Exercise aim
Give only the lines from the one containing "Report one dot per instance of the metal" through the end of the material below, exactly as written.

━━━━━━━━

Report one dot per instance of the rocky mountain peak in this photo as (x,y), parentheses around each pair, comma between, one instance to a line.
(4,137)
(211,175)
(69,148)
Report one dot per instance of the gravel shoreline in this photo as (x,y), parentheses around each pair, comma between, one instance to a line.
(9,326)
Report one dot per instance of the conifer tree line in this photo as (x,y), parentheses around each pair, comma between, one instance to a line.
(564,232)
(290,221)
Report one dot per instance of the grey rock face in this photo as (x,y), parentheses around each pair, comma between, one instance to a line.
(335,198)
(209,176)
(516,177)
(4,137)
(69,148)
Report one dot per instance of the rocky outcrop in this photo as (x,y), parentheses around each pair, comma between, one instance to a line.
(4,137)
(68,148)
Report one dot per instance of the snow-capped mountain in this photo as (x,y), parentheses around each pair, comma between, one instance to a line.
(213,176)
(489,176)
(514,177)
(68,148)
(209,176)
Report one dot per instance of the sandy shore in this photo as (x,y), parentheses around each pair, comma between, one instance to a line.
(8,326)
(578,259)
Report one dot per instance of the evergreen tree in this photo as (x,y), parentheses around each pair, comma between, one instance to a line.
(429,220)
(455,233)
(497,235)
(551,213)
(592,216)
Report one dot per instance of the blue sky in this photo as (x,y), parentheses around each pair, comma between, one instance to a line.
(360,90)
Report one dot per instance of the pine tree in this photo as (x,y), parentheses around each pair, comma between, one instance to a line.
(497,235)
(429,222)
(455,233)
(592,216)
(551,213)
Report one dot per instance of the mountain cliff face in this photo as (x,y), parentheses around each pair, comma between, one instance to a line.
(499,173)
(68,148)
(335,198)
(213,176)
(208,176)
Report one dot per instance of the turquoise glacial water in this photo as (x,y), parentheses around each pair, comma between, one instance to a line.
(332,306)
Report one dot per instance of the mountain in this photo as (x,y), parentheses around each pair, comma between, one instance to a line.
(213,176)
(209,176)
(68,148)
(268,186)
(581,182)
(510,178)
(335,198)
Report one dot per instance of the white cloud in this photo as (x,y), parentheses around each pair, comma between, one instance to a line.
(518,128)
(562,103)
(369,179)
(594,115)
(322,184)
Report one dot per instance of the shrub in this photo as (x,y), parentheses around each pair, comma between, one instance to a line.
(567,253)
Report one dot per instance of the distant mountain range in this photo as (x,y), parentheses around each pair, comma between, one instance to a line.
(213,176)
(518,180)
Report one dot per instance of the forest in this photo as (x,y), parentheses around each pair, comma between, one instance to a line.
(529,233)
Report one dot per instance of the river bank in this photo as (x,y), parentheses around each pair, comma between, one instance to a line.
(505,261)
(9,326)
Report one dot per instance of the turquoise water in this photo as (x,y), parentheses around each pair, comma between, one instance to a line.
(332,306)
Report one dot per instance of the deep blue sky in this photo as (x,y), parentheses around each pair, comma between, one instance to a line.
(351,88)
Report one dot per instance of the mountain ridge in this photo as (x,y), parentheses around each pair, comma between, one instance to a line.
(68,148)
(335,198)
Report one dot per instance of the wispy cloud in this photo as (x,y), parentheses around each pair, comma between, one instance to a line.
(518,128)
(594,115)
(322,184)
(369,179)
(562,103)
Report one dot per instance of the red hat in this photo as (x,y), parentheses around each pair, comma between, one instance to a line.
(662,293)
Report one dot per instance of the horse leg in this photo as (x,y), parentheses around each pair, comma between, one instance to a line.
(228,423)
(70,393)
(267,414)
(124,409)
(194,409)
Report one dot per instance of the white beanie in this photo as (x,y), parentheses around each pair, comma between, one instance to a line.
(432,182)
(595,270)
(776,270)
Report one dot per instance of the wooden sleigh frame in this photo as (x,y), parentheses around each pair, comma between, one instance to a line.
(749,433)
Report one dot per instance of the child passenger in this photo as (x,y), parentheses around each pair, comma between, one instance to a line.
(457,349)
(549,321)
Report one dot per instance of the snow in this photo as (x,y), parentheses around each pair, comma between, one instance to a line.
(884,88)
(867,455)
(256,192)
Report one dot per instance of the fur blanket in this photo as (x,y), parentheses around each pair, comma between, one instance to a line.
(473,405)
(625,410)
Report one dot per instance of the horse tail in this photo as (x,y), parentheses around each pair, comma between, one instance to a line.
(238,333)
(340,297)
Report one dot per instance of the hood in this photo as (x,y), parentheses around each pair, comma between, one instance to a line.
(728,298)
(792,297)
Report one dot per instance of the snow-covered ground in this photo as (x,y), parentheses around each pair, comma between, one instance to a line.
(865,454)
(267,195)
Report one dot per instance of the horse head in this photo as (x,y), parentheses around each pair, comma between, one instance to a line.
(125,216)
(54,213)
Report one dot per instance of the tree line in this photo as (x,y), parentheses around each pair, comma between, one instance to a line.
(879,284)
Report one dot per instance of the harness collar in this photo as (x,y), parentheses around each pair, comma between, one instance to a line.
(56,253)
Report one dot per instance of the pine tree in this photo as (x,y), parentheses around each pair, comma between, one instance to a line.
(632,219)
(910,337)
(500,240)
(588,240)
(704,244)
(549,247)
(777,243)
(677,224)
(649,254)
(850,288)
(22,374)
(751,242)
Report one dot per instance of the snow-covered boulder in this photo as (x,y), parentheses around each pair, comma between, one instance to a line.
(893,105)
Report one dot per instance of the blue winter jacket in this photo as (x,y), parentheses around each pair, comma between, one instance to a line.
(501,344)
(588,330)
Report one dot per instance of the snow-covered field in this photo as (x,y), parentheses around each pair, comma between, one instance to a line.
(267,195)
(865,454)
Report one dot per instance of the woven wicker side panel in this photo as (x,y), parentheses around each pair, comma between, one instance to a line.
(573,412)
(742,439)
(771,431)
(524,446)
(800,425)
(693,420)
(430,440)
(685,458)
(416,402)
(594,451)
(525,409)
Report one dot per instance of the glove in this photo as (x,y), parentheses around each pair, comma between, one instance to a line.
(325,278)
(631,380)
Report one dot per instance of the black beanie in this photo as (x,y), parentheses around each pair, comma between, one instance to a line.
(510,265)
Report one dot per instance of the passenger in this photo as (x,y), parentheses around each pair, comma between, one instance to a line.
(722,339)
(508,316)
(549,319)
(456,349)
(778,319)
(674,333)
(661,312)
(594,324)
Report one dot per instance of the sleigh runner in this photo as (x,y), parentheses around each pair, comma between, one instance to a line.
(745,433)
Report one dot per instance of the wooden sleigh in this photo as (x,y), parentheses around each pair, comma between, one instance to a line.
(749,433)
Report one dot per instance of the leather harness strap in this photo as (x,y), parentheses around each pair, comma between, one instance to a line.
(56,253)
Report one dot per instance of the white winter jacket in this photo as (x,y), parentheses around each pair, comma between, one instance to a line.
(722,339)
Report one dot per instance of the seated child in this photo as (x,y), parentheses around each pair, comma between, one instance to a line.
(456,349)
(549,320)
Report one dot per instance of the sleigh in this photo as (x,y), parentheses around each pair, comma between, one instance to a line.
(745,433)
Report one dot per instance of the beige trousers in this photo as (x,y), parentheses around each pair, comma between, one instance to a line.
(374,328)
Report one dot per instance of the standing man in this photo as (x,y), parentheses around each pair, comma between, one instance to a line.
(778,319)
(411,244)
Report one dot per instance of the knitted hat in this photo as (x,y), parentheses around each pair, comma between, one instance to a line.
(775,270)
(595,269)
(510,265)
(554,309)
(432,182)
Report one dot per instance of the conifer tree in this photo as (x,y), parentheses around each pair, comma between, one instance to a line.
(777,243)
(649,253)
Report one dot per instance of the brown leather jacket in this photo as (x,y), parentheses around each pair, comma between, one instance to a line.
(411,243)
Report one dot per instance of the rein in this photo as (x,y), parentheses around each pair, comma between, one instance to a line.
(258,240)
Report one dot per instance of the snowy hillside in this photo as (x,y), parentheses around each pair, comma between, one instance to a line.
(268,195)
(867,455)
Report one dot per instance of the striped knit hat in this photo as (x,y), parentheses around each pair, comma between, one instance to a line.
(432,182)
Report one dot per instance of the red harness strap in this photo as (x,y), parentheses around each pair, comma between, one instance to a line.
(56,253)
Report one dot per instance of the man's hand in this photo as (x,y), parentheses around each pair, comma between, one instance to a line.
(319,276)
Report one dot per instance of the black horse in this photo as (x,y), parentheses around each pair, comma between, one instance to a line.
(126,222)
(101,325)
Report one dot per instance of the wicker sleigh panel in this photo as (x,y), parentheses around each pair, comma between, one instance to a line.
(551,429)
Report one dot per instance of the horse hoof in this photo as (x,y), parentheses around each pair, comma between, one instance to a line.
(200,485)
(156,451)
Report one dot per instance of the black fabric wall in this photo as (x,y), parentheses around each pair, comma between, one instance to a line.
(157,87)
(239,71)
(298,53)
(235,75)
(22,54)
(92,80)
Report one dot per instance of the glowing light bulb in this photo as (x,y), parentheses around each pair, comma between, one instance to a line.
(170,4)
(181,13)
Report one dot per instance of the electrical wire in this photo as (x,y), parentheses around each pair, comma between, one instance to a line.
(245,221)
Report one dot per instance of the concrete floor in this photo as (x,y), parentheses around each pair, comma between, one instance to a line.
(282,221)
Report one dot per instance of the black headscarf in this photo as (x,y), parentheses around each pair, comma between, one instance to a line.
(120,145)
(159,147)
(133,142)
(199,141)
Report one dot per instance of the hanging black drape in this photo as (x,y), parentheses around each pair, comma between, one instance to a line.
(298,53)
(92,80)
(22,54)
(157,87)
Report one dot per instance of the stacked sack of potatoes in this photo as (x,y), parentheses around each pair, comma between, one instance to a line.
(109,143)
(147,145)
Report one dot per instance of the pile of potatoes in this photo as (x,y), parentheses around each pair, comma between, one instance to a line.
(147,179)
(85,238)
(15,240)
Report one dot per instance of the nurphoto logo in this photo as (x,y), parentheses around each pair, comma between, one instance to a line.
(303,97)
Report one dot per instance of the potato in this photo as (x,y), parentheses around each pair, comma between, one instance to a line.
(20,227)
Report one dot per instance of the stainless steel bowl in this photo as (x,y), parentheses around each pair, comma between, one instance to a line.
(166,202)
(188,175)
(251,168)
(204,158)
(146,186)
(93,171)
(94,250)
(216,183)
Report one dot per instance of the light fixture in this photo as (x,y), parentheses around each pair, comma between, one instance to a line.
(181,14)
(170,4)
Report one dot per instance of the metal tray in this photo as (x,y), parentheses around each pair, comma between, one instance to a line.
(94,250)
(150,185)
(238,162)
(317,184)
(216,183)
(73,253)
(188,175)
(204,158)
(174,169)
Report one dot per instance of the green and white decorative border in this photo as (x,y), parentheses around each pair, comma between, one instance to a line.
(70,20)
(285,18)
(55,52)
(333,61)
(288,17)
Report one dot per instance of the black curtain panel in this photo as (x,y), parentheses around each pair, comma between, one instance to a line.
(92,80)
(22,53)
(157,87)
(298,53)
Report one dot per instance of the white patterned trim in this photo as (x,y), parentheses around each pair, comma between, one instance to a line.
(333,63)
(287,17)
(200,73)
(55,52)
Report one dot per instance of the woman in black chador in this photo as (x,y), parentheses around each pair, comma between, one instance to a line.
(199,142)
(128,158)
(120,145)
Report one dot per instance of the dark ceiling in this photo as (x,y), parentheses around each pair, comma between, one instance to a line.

━━━━━━━━

Written answer
Report one dot per instance of the metal tray in this photo as (x,y), parentheses around each pair, comma between, one instance to a line.
(94,250)
(150,185)
(238,162)
(317,184)
(216,183)
(73,253)
(188,175)
(204,158)
(174,169)
Report one dot per instance of the green and white decorative border in this photo as (x,y), parentheses around each pair, comma between, one instance to a line.
(70,20)
(285,18)
(55,52)
(333,61)
(288,17)
Report one dot per instance of the black curtain panel in this photo as (x,y), parentheses around each pair, comma between, one instance to a line.
(92,80)
(22,53)
(157,87)
(298,53)
Report one dot per instance of the white patterned trim in this photo as (x,y), parentheses around each pair, comma between, one instance to a line.
(333,63)
(287,17)
(200,73)
(55,52)
Report one dot per instance of the woman in black chador in this photo as (x,y), parentheses around each pair, comma between, one instance to a line.
(199,142)
(128,158)
(120,145)
Report one dot per instance of the dark ceiling in this photo as (x,y), parentheses around each pair, comma between, one instance to a line.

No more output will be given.